Start of QUOTED PASSAGE

Thus it is seen that the area generated by the motion of the rod can be measured by the roll of the wheel; it remains to show how any given area can be generated by the rod. Let the rod move in any manner but return to its original position. Q and T then describe closed curves. Such motion may be called cyclical. Here the theorem holds:—If a rod QT performs a cyclical motion, then the area generated equals the difference of the areas enclosed by the paths of T and Q respectively. The truth of this proposition will be seen from a figure. In fig. 11 different positions of the moving rod QT have been marked, and its motion can be easily followed. It will be seen that every part of the area TT′BB′ will be passed over once and always by a forward motion of the rod, whereby the wheel will increase its roll. The area AA′QQ′ will also be swept over once, but with a backward roll; it must therefore be counted as negative. The area between the curves is passed over twice, once with a forward and once with a backward roll; it therefore counts once positive and once negative; hence not at all. In more complicated figures it may happen that the area within one of the curves, say TT′BB′, is passed over several times, but then it will be passed over once more in the forward direction than in the backward one, and thus the theorem will still hold.

End of QUOTED PASSAGE
Start of MATERIAL

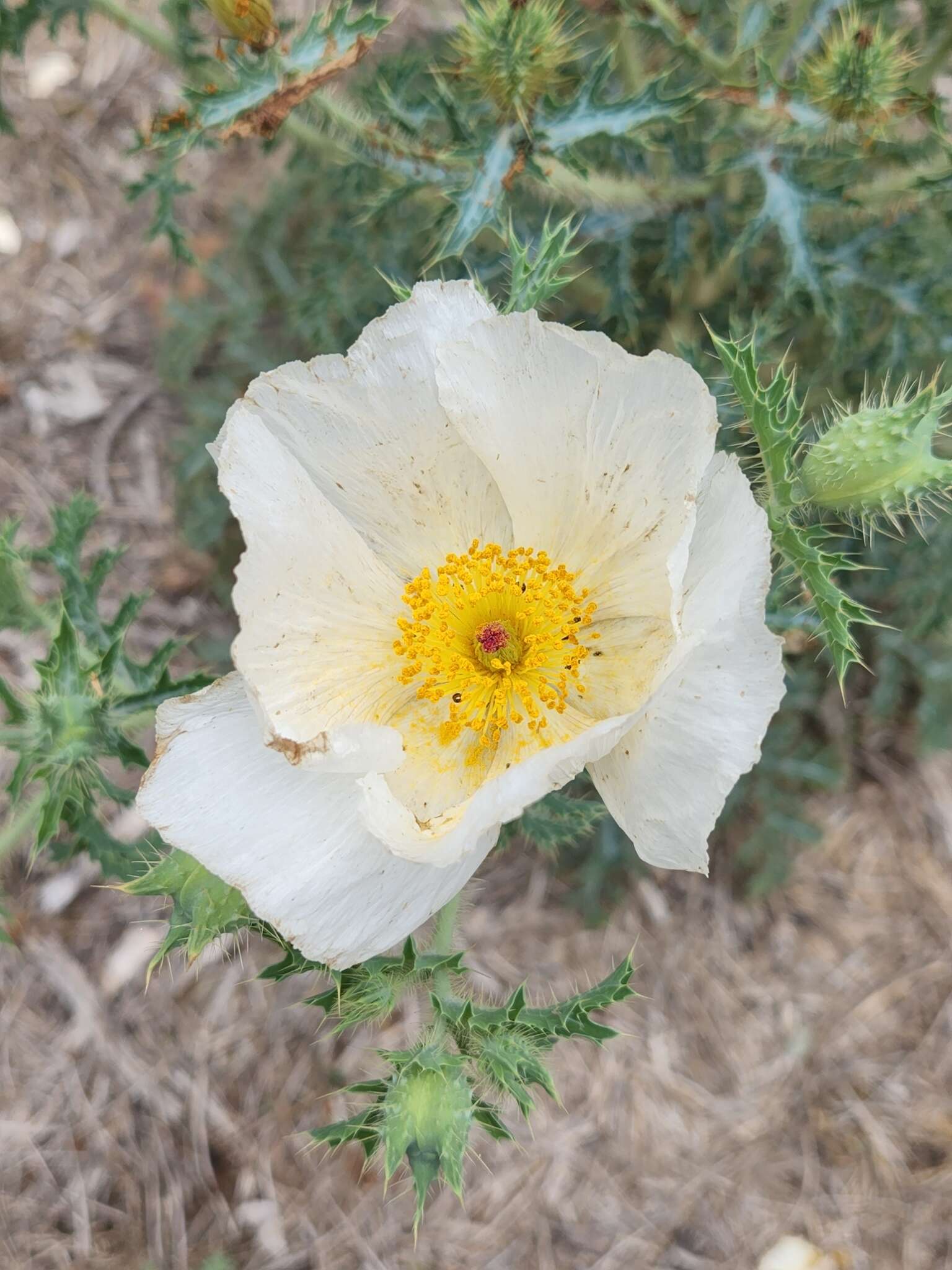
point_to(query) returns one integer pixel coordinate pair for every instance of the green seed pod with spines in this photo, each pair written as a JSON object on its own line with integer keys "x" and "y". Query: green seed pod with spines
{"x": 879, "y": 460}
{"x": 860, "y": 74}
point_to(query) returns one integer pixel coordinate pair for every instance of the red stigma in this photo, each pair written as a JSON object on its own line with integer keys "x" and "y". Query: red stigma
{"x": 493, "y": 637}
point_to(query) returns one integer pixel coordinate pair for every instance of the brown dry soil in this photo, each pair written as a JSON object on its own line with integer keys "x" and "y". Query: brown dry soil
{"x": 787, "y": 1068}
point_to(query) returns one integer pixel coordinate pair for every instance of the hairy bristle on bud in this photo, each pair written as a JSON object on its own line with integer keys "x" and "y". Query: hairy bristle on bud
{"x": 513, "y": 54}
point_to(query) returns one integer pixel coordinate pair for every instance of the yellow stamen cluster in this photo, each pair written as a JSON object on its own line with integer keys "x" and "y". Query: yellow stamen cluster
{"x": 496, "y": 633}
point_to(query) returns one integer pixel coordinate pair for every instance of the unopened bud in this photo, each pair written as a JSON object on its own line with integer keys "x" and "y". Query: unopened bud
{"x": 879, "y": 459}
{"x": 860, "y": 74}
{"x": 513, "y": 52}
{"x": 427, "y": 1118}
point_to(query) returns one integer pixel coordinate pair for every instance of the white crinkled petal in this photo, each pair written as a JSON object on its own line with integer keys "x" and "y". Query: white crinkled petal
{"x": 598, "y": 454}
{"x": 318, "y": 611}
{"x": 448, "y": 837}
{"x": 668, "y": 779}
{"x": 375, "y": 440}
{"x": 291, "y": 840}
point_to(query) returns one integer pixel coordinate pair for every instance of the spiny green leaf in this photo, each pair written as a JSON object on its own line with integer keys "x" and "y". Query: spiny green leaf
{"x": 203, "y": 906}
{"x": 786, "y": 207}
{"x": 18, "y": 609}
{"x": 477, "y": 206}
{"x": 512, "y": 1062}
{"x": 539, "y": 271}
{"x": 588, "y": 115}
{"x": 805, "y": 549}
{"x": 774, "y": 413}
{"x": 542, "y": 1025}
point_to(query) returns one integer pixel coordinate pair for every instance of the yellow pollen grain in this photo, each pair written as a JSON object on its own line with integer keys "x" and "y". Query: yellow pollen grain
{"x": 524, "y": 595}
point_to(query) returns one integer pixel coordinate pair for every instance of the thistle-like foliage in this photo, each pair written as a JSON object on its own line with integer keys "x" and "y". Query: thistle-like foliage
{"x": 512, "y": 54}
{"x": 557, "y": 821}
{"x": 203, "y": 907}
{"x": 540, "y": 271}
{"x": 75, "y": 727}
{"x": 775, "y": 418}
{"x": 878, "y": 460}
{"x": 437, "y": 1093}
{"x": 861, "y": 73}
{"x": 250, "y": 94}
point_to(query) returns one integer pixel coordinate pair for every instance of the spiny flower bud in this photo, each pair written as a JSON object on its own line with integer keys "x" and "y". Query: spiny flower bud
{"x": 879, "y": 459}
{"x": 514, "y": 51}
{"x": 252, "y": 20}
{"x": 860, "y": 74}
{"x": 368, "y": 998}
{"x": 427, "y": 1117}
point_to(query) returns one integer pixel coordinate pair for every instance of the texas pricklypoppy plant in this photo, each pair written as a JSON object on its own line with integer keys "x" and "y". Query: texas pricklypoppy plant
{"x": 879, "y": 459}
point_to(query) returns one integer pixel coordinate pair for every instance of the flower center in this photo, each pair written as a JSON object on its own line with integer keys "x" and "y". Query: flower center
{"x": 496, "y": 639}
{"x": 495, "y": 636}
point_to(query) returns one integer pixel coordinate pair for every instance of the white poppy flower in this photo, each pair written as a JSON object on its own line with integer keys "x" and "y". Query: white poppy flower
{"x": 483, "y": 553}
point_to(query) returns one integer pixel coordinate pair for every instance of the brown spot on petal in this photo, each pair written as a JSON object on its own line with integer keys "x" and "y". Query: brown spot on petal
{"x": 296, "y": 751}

End of MATERIAL
Start of MATERIAL

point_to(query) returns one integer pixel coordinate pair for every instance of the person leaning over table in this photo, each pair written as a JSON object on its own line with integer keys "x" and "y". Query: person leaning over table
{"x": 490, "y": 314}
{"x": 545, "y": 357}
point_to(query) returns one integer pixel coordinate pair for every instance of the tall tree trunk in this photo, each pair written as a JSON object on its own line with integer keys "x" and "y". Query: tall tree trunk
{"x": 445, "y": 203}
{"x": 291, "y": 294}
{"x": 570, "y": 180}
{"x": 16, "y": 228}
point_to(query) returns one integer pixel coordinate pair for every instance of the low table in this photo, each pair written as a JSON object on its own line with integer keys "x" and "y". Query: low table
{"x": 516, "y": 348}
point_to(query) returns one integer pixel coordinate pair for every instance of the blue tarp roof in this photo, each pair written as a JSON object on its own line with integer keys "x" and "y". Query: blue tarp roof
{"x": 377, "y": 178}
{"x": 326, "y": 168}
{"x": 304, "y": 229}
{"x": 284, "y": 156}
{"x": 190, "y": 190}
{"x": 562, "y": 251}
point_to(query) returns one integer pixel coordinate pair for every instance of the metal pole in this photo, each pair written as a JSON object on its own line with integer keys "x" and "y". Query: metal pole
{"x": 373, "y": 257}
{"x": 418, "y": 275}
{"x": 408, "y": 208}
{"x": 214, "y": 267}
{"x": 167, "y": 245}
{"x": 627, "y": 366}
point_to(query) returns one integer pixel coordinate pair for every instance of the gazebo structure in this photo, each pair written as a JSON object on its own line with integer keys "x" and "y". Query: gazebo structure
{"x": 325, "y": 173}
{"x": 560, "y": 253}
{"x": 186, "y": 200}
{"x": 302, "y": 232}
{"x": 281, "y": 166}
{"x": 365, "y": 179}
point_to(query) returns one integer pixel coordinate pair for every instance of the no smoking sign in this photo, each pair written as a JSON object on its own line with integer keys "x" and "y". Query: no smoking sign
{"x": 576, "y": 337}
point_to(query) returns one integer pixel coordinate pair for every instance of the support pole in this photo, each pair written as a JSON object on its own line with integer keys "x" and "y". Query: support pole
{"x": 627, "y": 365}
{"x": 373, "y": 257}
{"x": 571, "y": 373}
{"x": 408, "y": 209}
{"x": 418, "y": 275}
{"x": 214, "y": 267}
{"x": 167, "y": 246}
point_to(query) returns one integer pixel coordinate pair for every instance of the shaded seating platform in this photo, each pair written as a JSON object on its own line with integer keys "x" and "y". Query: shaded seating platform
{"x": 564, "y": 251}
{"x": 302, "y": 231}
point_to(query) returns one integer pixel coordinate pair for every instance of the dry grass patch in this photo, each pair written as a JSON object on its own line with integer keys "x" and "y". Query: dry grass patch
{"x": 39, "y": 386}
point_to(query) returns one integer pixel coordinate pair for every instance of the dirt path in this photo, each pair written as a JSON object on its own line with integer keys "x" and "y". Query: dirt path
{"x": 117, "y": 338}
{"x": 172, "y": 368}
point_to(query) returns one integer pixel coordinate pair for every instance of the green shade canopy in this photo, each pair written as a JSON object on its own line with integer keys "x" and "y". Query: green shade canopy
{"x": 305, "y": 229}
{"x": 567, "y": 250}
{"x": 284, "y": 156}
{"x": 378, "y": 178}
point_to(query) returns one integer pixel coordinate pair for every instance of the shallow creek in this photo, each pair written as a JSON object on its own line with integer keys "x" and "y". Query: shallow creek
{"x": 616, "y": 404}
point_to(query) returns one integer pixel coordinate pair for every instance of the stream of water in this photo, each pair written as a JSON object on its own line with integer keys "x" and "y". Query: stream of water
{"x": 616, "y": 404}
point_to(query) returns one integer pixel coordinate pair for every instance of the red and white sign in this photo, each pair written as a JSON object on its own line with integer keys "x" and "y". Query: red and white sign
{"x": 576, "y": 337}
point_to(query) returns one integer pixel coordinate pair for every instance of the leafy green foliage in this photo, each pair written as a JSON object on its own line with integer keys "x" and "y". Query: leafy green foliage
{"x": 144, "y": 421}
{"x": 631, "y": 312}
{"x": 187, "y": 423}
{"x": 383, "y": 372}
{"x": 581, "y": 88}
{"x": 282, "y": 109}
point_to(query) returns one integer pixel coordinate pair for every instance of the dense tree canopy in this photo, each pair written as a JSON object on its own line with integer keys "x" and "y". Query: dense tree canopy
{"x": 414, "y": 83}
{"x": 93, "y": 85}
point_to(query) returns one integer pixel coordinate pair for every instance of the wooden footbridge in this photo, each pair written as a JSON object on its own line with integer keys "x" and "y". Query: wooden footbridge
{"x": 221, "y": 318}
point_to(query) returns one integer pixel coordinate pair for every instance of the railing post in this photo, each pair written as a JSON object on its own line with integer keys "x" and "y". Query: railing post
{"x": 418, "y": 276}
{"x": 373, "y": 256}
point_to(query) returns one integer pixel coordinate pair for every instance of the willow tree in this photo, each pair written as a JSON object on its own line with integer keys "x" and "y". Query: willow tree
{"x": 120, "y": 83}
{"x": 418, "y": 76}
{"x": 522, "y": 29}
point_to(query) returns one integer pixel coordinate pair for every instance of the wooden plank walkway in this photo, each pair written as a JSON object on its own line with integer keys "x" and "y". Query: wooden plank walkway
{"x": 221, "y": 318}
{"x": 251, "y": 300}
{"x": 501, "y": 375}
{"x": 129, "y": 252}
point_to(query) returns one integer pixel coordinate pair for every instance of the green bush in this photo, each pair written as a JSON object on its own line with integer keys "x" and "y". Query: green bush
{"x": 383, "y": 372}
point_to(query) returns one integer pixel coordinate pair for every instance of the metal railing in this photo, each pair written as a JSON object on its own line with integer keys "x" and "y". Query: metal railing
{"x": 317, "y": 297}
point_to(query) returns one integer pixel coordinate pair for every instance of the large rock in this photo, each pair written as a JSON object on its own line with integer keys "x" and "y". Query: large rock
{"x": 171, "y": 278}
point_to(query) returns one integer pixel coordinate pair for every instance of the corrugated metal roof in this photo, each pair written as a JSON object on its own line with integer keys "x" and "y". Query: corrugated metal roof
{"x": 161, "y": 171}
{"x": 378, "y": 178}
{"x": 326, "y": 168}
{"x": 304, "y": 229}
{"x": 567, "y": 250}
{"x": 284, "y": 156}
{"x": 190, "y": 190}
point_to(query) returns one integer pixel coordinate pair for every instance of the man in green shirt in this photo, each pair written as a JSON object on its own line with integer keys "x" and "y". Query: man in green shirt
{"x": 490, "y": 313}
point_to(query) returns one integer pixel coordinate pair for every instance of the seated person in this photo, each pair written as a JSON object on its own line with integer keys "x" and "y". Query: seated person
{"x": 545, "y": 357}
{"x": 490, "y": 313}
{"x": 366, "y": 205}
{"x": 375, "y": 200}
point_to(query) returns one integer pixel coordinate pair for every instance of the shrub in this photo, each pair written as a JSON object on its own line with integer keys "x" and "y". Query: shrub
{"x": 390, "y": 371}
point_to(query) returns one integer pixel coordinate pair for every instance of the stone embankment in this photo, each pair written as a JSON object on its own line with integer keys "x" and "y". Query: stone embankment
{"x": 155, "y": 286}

End of MATERIAL

• **EXERCISE TASKS**
1. From the passage on measuring area with a moving rod, translate into Spanish the sentence "Let the rod move in any manner but return to its original position."
2. Continue the passage on measuring area with a moving rod, starting after its last sentence.
The items play no part in the work here.

• **RESULTS**
1. Que la varilla se mueva de cualquier manera, pero que regrese a su posición original.

2.
To use Amsler's planimeter, place the pole O on the paper outside the figure to be measured. Then the area generated by QT is that of the figure, because the point Q moves on an arc of a circle to and fro enclosing no area. At the same time the rod comes back without making a complete rotation. We have therefore in formula (1), α = 0; and hence
P = lw,
which is read off. But if the area is too large the pole O may be placed within the area. The rod describes the area between the boundary of the figure and the circle with radius r = OQ, whilst the rod turns once completely round, making α = 2π. The area measured by the wheel is by formula (1), lw + (½l²-lc) 2π.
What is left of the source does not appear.